(Point labeling data from photos)
-- -- --
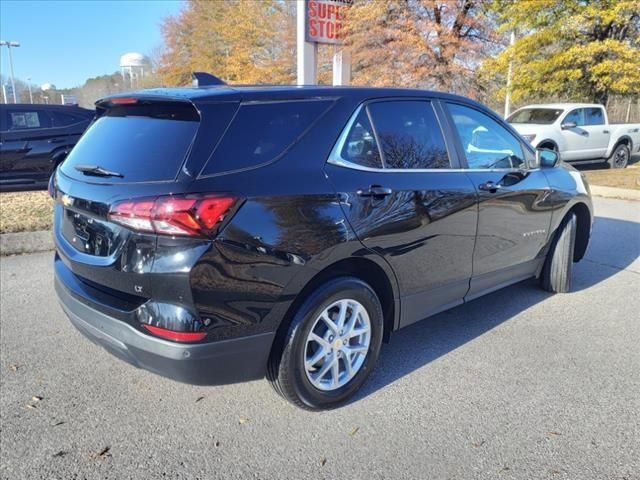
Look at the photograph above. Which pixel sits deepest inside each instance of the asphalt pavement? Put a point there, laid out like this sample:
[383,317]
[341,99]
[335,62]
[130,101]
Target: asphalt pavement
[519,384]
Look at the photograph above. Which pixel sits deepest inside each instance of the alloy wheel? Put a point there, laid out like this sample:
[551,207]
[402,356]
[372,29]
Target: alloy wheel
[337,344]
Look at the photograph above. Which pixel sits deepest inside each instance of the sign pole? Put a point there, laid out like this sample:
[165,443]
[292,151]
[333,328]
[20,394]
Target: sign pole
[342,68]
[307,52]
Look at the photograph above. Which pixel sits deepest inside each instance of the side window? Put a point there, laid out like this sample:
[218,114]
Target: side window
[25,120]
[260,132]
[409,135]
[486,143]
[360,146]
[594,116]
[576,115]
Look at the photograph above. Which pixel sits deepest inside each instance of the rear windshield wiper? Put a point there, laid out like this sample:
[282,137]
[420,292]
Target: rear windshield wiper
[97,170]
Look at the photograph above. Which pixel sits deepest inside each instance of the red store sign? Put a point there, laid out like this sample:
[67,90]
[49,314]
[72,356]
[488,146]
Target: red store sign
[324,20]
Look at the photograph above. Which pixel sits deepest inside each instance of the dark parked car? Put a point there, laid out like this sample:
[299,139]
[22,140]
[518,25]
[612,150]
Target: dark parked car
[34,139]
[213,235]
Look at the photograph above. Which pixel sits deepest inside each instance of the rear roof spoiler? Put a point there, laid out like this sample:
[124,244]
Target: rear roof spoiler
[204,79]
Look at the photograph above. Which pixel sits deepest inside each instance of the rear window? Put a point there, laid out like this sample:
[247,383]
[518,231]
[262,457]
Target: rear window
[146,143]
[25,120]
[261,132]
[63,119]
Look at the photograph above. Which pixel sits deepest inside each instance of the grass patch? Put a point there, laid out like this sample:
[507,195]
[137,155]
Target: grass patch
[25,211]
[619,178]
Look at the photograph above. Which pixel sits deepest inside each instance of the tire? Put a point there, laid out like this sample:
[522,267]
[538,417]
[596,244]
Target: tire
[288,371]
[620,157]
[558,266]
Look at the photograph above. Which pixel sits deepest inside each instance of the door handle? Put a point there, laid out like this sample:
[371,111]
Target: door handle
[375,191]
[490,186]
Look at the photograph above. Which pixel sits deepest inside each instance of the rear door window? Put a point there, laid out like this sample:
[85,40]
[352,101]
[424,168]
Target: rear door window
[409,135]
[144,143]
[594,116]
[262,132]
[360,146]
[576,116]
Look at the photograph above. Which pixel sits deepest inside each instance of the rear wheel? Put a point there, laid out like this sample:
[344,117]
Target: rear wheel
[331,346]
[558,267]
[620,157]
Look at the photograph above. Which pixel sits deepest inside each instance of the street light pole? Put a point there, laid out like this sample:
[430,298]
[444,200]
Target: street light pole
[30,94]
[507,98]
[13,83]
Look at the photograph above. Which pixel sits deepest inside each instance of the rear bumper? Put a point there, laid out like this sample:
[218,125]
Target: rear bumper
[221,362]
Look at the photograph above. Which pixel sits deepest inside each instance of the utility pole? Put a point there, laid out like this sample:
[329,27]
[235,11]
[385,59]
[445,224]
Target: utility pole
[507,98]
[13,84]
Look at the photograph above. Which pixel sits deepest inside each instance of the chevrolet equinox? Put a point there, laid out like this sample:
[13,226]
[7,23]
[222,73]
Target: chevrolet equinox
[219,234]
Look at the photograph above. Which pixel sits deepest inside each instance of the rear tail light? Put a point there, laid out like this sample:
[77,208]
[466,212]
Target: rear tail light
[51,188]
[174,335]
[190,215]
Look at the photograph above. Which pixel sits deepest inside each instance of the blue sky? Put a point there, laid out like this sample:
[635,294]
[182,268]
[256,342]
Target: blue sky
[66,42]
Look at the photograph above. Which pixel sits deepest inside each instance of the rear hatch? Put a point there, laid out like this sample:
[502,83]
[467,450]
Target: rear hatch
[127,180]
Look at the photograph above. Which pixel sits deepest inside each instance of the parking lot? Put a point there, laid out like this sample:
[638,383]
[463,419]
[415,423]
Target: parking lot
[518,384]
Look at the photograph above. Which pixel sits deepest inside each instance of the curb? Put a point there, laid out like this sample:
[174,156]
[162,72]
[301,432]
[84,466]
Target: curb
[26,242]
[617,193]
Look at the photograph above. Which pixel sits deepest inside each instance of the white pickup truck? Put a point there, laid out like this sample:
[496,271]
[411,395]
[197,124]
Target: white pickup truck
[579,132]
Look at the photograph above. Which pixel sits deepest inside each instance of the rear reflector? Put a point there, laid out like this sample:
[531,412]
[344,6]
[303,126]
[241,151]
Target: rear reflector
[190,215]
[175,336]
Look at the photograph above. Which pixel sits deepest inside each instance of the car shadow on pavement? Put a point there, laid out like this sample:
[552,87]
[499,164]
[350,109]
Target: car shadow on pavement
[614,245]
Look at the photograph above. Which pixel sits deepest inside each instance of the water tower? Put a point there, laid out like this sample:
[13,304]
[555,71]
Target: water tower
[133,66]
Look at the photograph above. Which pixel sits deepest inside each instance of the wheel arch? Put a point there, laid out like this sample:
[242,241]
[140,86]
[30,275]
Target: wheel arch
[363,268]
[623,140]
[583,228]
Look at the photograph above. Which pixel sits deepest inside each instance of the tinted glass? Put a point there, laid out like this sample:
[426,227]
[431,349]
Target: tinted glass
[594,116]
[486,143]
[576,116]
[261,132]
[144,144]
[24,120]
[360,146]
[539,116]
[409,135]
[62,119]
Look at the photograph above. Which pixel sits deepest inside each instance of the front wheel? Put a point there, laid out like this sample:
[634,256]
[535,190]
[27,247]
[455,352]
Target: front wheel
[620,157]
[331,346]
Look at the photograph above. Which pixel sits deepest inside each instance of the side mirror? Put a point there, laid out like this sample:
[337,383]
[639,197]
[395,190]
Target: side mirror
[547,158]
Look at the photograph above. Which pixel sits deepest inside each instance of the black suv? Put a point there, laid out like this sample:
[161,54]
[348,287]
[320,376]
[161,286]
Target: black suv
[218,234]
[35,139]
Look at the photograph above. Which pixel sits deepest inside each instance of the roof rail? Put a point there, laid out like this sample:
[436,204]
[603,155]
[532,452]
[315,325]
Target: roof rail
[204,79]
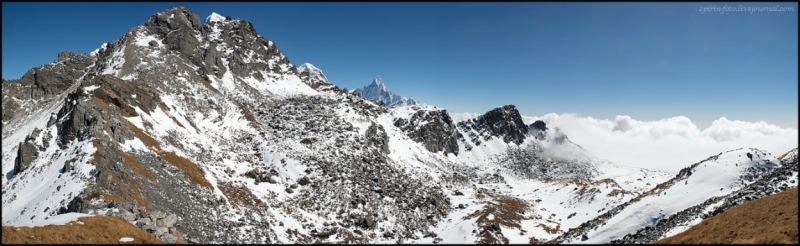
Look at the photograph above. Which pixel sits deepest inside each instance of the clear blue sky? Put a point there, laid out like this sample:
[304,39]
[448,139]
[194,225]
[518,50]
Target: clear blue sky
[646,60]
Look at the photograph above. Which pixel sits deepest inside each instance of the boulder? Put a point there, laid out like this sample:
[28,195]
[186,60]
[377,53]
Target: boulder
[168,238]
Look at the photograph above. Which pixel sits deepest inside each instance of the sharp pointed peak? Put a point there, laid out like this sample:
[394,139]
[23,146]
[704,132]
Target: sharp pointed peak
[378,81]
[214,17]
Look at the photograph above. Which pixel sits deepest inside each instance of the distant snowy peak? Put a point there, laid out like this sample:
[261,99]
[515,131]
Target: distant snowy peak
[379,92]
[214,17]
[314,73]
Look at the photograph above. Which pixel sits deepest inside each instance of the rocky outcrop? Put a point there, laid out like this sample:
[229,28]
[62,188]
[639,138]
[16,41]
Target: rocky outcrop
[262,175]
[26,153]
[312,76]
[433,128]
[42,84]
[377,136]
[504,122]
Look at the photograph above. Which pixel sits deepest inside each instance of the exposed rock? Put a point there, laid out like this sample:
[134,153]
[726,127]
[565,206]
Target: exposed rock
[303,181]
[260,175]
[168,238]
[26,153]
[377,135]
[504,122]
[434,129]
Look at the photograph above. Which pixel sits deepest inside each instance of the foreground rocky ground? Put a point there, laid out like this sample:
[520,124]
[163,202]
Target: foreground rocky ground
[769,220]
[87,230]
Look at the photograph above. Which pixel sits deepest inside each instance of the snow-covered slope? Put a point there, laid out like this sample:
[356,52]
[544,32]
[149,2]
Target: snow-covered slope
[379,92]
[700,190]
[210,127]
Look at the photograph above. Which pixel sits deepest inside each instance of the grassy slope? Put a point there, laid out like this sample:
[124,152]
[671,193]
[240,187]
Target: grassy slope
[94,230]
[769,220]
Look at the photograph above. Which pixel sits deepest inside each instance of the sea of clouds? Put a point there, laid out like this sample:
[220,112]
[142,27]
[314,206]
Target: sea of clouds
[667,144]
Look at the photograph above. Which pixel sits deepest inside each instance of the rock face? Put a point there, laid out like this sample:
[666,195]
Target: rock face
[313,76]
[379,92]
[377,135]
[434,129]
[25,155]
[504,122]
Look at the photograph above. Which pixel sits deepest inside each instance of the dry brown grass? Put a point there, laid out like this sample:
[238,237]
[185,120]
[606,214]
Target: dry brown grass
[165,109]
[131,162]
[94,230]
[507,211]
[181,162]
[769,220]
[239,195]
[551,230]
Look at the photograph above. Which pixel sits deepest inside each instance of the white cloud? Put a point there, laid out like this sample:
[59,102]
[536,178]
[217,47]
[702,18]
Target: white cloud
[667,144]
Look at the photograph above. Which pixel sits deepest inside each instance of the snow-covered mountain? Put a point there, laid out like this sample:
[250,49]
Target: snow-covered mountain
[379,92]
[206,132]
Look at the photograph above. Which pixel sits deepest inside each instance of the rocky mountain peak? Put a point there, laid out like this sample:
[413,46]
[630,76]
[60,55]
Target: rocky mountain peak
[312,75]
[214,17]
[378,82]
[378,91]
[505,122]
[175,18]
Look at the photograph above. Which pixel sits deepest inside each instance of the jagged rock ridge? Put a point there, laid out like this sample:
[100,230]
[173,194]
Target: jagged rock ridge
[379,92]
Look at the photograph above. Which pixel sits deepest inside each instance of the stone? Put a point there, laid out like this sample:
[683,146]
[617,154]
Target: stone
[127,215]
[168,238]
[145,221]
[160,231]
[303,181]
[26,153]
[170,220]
-- -- --
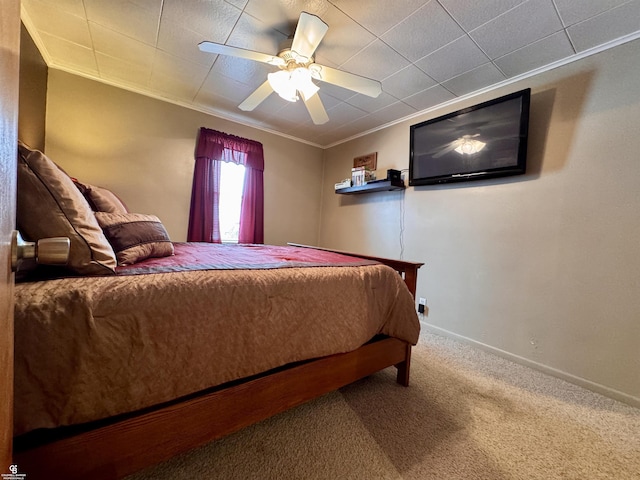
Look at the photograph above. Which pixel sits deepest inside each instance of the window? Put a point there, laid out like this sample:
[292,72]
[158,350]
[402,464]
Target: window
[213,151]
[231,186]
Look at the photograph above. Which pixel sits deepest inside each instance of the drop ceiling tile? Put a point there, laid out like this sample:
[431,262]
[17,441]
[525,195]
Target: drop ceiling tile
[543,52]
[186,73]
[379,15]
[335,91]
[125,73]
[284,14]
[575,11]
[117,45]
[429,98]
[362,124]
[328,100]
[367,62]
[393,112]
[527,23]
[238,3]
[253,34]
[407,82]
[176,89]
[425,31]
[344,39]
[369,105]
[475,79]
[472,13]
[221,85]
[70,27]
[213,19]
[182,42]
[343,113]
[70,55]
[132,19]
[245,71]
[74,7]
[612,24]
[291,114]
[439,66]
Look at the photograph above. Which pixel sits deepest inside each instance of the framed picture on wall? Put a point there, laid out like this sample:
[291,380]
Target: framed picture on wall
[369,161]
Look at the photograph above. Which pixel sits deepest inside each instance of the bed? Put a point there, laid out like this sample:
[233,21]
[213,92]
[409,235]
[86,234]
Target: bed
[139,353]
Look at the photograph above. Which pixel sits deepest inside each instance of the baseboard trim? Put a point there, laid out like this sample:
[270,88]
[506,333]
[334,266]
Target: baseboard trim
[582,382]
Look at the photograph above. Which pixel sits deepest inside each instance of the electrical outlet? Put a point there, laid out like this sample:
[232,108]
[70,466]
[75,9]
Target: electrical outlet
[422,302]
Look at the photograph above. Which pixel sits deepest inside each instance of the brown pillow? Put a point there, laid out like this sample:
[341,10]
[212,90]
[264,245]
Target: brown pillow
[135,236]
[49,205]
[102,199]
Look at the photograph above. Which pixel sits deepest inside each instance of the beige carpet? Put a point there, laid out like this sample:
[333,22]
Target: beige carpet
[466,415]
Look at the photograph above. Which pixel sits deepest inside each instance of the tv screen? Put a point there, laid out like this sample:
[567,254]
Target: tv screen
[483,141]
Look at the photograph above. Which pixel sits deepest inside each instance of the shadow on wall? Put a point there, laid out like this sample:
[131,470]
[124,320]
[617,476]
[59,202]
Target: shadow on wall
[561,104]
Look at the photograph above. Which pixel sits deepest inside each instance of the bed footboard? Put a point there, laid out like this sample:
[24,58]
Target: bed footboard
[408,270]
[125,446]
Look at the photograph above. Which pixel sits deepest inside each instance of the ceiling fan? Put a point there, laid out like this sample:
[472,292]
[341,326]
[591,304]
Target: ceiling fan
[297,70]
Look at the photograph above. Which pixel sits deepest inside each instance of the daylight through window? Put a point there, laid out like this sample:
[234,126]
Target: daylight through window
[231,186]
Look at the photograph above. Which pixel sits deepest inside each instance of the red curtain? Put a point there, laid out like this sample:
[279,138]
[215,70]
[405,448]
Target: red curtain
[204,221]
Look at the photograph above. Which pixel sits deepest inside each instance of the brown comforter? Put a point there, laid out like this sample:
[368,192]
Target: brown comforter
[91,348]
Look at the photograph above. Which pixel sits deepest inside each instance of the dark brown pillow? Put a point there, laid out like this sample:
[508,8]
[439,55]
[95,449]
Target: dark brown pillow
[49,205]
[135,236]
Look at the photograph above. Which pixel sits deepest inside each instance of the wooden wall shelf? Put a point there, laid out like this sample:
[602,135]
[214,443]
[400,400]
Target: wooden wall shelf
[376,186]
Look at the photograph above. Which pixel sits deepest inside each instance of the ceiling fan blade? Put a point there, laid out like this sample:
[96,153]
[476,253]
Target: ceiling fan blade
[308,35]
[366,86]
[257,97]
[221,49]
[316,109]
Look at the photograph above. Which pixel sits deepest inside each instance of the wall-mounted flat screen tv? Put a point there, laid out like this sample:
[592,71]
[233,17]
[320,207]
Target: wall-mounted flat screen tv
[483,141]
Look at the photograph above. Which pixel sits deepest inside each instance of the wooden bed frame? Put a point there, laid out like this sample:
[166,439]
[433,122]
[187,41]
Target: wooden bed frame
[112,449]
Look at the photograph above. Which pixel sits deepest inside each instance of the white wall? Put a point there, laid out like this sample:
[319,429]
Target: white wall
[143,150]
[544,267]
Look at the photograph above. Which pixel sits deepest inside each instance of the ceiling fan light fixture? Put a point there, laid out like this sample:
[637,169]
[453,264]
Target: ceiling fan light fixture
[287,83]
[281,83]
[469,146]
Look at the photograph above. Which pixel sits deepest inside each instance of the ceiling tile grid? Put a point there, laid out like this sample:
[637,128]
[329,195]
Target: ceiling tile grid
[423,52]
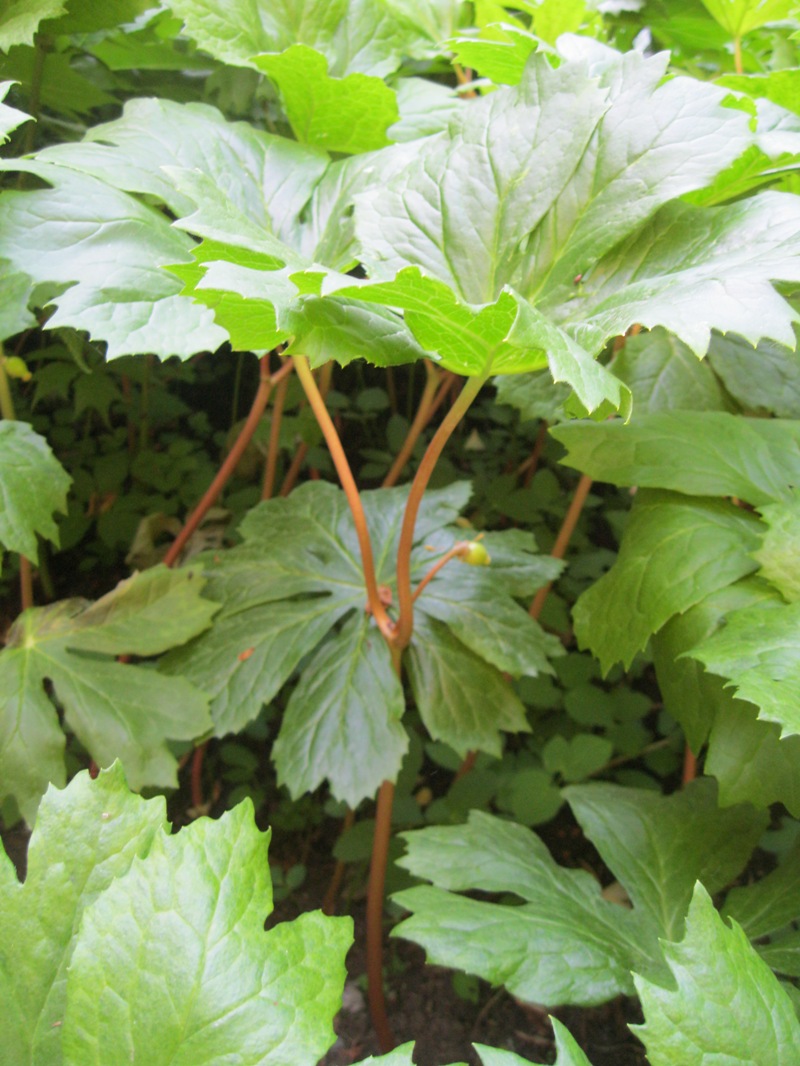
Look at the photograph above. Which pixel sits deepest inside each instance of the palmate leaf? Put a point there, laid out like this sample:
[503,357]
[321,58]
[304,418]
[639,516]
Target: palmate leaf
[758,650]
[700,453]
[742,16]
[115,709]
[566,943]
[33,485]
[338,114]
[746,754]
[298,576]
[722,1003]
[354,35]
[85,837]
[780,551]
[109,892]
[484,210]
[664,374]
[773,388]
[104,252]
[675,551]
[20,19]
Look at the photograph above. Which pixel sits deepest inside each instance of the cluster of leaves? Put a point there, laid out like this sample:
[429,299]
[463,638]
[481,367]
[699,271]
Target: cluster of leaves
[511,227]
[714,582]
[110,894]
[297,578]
-- -- --
Report how many lines in the rows above contain the string "truck", where case counts. Give only the number.

2